Work instructions: Your copy of the material below should match it exactly, except that it holds no pictures.

Data shown:

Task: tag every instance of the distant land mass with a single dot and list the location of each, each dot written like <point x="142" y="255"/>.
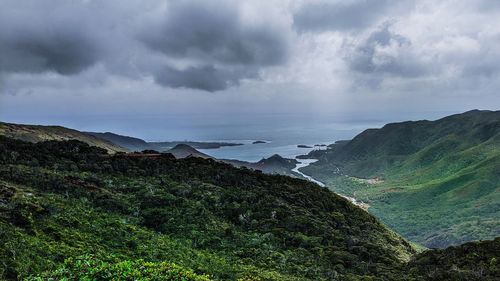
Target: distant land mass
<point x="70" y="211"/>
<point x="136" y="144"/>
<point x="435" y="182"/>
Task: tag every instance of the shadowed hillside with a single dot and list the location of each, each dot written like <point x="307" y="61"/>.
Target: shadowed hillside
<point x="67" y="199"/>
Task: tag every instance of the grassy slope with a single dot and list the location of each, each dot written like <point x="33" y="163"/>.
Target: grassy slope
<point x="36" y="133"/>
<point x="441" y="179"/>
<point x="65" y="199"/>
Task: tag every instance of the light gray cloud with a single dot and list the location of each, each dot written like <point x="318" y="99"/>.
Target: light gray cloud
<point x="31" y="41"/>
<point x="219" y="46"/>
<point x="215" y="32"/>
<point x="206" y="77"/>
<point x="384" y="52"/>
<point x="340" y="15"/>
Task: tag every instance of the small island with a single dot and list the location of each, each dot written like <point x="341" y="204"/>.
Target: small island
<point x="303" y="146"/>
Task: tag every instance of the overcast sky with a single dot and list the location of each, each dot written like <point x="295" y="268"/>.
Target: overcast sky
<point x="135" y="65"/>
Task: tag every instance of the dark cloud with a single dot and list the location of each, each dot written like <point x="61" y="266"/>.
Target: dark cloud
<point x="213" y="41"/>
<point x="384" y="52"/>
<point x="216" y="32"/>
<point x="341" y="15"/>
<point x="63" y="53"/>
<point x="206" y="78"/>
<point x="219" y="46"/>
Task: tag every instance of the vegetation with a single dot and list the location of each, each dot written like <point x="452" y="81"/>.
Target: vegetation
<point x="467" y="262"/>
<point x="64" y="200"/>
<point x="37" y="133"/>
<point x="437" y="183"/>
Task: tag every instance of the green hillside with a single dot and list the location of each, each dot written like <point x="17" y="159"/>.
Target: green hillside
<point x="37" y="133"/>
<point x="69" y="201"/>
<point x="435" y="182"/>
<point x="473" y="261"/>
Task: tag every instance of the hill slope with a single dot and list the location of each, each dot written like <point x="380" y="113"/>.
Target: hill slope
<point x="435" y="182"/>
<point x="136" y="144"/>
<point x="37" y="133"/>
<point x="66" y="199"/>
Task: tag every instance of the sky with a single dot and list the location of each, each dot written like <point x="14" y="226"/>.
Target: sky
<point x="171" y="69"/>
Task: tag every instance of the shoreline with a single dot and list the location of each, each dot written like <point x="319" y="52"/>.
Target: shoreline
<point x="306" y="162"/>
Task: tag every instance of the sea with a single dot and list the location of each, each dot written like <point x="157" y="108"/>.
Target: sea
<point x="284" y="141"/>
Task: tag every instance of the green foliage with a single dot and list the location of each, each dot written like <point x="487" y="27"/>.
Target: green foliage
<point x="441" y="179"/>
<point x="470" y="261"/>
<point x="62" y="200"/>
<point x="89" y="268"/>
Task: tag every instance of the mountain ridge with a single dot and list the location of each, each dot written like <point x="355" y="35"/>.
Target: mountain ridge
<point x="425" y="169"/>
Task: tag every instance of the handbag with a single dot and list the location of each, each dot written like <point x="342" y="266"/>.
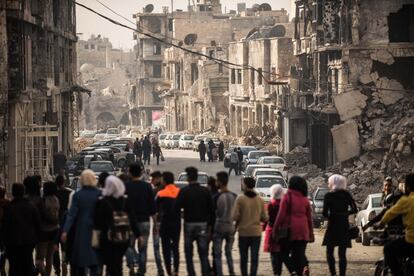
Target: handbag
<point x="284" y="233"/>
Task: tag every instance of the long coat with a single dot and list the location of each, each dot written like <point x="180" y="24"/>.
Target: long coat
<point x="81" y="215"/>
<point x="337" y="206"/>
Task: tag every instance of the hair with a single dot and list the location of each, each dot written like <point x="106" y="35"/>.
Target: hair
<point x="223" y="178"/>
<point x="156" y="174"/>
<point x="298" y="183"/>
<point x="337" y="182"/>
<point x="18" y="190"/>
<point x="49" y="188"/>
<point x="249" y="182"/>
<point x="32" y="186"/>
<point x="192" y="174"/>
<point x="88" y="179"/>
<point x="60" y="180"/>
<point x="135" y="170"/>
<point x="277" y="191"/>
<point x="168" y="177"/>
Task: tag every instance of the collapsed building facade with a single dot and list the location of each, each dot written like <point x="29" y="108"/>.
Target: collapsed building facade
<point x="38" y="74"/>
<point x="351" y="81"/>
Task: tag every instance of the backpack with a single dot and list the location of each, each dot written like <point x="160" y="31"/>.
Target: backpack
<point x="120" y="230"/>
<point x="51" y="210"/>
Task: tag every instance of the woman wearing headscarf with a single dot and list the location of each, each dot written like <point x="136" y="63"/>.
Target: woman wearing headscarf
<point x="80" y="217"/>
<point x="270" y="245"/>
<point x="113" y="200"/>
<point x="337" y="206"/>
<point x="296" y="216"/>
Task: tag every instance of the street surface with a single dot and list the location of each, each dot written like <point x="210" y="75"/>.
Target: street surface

Final answer:
Task: tag every instance of the distant land mass with a single dot and list the location of each, each dot written like <point x="142" y="255"/>.
Target: distant land mass
<point x="70" y="211"/>
<point x="136" y="144"/>
<point x="435" y="182"/>
Task: tag every instance of the shadowed hillside with a single dot and list the location of each, each dot written like <point x="307" y="61"/>.
Target: shadowed hillside
<point x="67" y="199"/>
Task: tag every instance of the grassy slope with a single dot and list the location of each, each dot written like <point x="33" y="163"/>.
Target: grassy slope
<point x="36" y="133"/>
<point x="441" y="179"/>
<point x="65" y="199"/>
Task: tag every instance of the light gray cloud with a single dot and list the location of each, each dot written like <point x="318" y="99"/>.
Target: light gray cloud
<point x="31" y="41"/>
<point x="219" y="46"/>
<point x="215" y="32"/>
<point x="206" y="77"/>
<point x="384" y="52"/>
<point x="340" y="15"/>
Task: tag every instance of the small island with a single dot and list the location of each, each dot written like <point x="341" y="204"/>.
Target: small island
<point x="303" y="146"/>
Task: tag every instance of the overcast sky with a single dot and list the location of each, each dot written like <point x="295" y="268"/>.
Target: overcast sky
<point x="135" y="65"/>
Task: tag every instance of the dark cloud with a single dot and list the location of each, each dot written like <point x="61" y="266"/>.
Target: dark cloud
<point x="213" y="41"/>
<point x="384" y="52"/>
<point x="216" y="32"/>
<point x="341" y="15"/>
<point x="63" y="53"/>
<point x="206" y="78"/>
<point x="219" y="46"/>
Task: tag every instance of the vegetation with a single dot and list the location of each, each dot written like <point x="452" y="81"/>.
Target: vegetation
<point x="467" y="262"/>
<point x="64" y="200"/>
<point x="37" y="133"/>
<point x="437" y="183"/>
Task: tag every instance of the green hillside with a single dot and list the location of each, each dot written like <point x="17" y="159"/>.
Target: green hillside
<point x="37" y="133"/>
<point x="69" y="201"/>
<point x="435" y="182"/>
<point x="473" y="261"/>
Task: tag every instance of the hill slope with a single dot and list the location of each, each dot written like <point x="380" y="113"/>.
Target: hill slope
<point x="435" y="182"/>
<point x="136" y="144"/>
<point x="37" y="133"/>
<point x="66" y="199"/>
Task: tag every instance of the sky with a single dot and list the location of each, each dot written like <point x="14" y="226"/>.
Target: sky
<point x="171" y="69"/>
Task: tag every instance of the shoreline with a single dot and list the location of each, each dot written like <point x="319" y="52"/>.
Target: shoreline
<point x="306" y="162"/>
Task: tag every instance of the sea with a single dot and list the location of each, each dot written like <point x="157" y="108"/>.
Target: sea
<point x="284" y="141"/>
Task: tag every instance of the green foliage with a single dot and list the location of each, each dot written like <point x="487" y="27"/>.
Target: green foliage
<point x="441" y="179"/>
<point x="470" y="261"/>
<point x="62" y="200"/>
<point x="89" y="268"/>
Task: tag every instance of the mountain ridge with a single dot and list the location of each, each dot written like <point x="355" y="35"/>.
Target: mountain ridge
<point x="425" y="169"/>
Task: tag every instance of the handbag with a single dot and list the location of each, each dot written like <point x="342" y="266"/>.
Target: handbag
<point x="284" y="233"/>
Task: tag every instance of the long coat with a single dot and list the location of each, each dot written like <point x="180" y="24"/>.
Target: long coat
<point x="81" y="215"/>
<point x="337" y="206"/>
Task: tag every instance of the hair with a single dot and list the location of each, each dot written like <point x="106" y="35"/>.
Target: hair
<point x="223" y="178"/>
<point x="156" y="174"/>
<point x="298" y="183"/>
<point x="337" y="182"/>
<point x="18" y="190"/>
<point x="49" y="188"/>
<point x="249" y="182"/>
<point x="32" y="186"/>
<point x="192" y="174"/>
<point x="88" y="179"/>
<point x="60" y="180"/>
<point x="135" y="170"/>
<point x="277" y="191"/>
<point x="168" y="177"/>
Task: tag every instance of the collapsed building facade with a single dot and list the location of each, each dot written like <point x="29" y="108"/>.
Target: collapsed building facade
<point x="38" y="74"/>
<point x="351" y="81"/>
Task: tag every instance of the backpack with a single dot and list the location of each, each dot written like <point x="160" y="31"/>.
Target: backpack
<point x="120" y="230"/>
<point x="51" y="210"/>
Task: tag every instance of the woman wearing headscarf with a single dot and list the location of each, each dot written like <point x="136" y="63"/>.
Target: woman wearing headscarf
<point x="80" y="217"/>
<point x="270" y="245"/>
<point x="113" y="200"/>
<point x="337" y="206"/>
<point x="296" y="216"/>
Task: tag every instance of the street surface with a single dot and list the location of each, each dot written like <point x="210" y="75"/>.
Target: street surface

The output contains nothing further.